Seçilen metin —
▼

Bir 3
Aralık Dünya Engelliler Günü daha geldi geçti.
Her yıl
olduğu gibi yine yurt genelinde engellilerle ilgili dernek ve vakıflar başta
olmak üzere resmi kurumlar ile siyasilerce birçok etkinlikler gerçekleştirildi.
Yapılan
etkinliklerin tamamı da geçtiğimiz yıllarda yapılandan farklı değildi.
Engellilerin
yaşamış olduğu sorunlarda bir değişiklik olmadığı gibi etkinliklerde söylenen
sözlerde de bir değişiklik olmadığını gördük. Anlayacağınız bu etkinlikler
sayesinde bir arpa boyu yol alınmadığını görmüş olduk.
Tek değişik
etkinlik Türkiye Sakatlar Derneği Genel Merkezi tarafından gerçekleştirildi.
Tüm yurt
genelinde şubeleriyle birlikte “Ya tutarsa”
düşüncesiyle Nasrettin Hocanın yaptığı gibi göle maya çaldılar… Etkinlik
nedeniyle yapılan açıklamada ise şu görüşleri dile getirdiler.
“Bizler; İşsizlik,
yoksulluk gibi ağır sorunların yanında sayısız engele rağmen UMUTLA, AŞKLA
yaşama sarılan milyonlarca engelli ve engelli ailesiyiz.

▲

Verilen görev 1 — Engelliler Günü yazısına göre tek farklı etkinliği hangi kuruluş gerçekleştirdi?
Verilen görev 2 — Engelliler Günü yazısını kaldığı yerden sürdürün.

Verilen satırlar —

▼

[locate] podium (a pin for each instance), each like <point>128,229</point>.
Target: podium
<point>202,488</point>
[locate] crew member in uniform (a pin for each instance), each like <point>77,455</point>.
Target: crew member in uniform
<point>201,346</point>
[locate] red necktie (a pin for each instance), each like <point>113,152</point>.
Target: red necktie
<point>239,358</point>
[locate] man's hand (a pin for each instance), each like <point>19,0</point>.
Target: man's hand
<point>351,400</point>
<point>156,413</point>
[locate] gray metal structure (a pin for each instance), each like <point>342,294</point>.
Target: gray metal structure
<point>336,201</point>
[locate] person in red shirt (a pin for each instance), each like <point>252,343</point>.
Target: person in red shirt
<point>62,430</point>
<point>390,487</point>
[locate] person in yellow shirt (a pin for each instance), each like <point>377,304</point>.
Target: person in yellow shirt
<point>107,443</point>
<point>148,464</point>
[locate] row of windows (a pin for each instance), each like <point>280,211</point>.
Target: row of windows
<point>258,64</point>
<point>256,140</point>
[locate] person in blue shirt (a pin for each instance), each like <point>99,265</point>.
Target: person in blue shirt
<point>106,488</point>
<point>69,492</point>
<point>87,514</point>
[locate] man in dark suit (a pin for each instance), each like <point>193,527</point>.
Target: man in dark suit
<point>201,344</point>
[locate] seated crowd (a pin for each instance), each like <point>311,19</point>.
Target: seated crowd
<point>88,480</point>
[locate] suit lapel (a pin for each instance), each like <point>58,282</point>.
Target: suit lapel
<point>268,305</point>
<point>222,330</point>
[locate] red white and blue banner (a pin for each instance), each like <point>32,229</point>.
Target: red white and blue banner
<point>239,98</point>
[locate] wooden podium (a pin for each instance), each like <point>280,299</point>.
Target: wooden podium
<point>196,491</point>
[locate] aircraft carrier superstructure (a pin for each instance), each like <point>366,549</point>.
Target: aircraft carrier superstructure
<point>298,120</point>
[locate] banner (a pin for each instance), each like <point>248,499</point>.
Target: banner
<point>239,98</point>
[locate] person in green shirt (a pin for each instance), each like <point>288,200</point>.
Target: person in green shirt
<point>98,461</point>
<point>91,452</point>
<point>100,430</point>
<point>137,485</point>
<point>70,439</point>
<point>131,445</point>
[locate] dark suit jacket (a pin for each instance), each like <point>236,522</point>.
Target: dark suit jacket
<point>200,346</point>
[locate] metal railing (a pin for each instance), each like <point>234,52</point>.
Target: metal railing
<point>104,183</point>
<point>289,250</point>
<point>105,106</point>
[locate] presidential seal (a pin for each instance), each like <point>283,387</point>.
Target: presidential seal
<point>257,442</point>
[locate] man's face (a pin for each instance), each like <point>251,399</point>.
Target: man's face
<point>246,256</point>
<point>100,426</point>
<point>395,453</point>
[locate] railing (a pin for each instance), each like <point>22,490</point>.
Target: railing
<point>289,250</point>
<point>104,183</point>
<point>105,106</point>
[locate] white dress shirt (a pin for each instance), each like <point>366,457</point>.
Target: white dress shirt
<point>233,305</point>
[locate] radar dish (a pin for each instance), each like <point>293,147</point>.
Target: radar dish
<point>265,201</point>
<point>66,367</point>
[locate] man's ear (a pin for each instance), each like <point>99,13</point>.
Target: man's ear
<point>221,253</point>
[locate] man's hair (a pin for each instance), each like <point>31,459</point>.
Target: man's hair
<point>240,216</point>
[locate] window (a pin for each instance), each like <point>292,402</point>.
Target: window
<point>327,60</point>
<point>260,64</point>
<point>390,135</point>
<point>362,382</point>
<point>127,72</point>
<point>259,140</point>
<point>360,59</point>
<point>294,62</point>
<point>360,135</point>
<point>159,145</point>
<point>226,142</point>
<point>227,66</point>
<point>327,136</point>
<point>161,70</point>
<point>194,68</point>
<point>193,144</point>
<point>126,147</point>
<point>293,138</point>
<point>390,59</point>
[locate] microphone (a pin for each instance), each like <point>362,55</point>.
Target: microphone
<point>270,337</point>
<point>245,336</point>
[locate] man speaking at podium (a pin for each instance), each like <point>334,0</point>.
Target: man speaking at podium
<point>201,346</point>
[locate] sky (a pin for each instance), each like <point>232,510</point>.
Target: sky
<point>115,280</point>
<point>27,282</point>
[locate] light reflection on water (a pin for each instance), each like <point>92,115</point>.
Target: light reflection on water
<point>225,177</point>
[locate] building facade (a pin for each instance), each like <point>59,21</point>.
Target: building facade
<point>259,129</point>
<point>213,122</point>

▲

Beklenen çıktı 1 — Türkiye Sakatlar Derneği Genel Merkezi.

Beklenen çıktı 2 —
TUİK
verilerine göre ülke nüfusumuzun yüzde 12,29’u engelli. Dolayısıyla yurt
genelinde 10 milyon engelli var. Şaşırdınız dimi... Ama gerçek bu. Bu kişiler
nerede diye sorduğunuzu duyar gibi oluyoruz. Cevap basit, EVLERİNDEN
ÇIKAMIYORLAR, sokağa çıkabilen bir avuç engelli ise sosyal ve kültürel yaşama aktif
katılamıyor.
Sokak ve
tüm kamusal alanlarda yüzlerini göremediğiniz görme engelliler, seslerini
duyamadığınız işitme engelliler, yan yana gelemediğiniz fiziksel engelliler,
aklınıza gelmeyen zihinsel engellileriz.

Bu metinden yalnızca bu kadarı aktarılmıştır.